**PROMPT 1**
List the point numbers that open paragraphs in the theatre discussion, in the order they appear.
**PROMPT 2**
Return, word for word, the part of the theatre discussion that runs from "Research was almost" up to and including "repeated is dead.".

**EXCERPT PROVIDED**

________________________________________

When it comes to naturalistic acting I would agree, though find that it is almost impossible to find a role that it is not possible to identify with. Indeed the point of most naturalistic acting proceses is to find this connection. If I were playing a man from russia grieving over his dead father, although those things are foreign to me I'd find some small point of connection and then expand it through research and the like.
Research was almost always my favourite thing whilst acting. I enjoyed trying to find the differences between myself and those I was playing, trying to find a different perspective on the world - though it's a given that the point of connection I found at the beginning would through this process act as an anchor to everything else.

3) Yep absoloutely. Though one can't ignore that in democraticaly elected countries swaying the public's point of view on an issue is important. Though Theatre's usefulness in this regard is in question as it's not a tool of mass communication. This is good and bad - less interference but less impact.

4)100% agree. For me this is the only cardinal rule of the theatre.

5) Again spot on. It's the whole point of live performance - something that is repeated is dead.


Like I said just thinking out loud. Please ignore my apalling spelling and grammar. I wish I had an excuse for them but it's just a matter of stupidity and impatience
(Reply) (Thread)
[User Picture]From: eowyn_hannah
2004-10-08 08:20 am (UTC)
Hey! Finally someone to actually debate with! (Istead of most of the actors that I work with who don't actually seem to ahve any opinionsa on theatre or if they do they keep pretty quiet about it.

1- I think this first point is more directed at the spectator rather than the theatre itself. I mean if you go to watch a piece of theatre, and you come out exactly the same person, having assimilated nothing/ learnt nothing from the piece of theatre then whats the point in going to see it in the first place?

________________________________________

**MATERIAL**
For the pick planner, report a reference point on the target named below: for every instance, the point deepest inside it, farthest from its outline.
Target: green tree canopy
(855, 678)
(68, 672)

________________________________________

**EXERCISE RESULT 1**
3, 4, 5, 1

**EXERCISE RESULT 2**
Research was almost always my favourite thing whilst acting. I enjoyed trying to find the differences between myself and those I was playing, trying to find a different perspective on the world - though it's a given that the point of connection I found at the beginning would through this process act as an anchor to everything else.

3) Yep absoloutely. Though one can't ignore that in democraticaly elected countries swaying the public's point of view on an issue is important. Though Theatre's usefulness in this regard is in question as it's not a tool of mass communication. This is good and bad - less interference but less impact.

4)100% agree. For me this is the only cardinal rule of the theatre.

5) Again spot on. It's the whole point of live performance - something that is repeated is dead.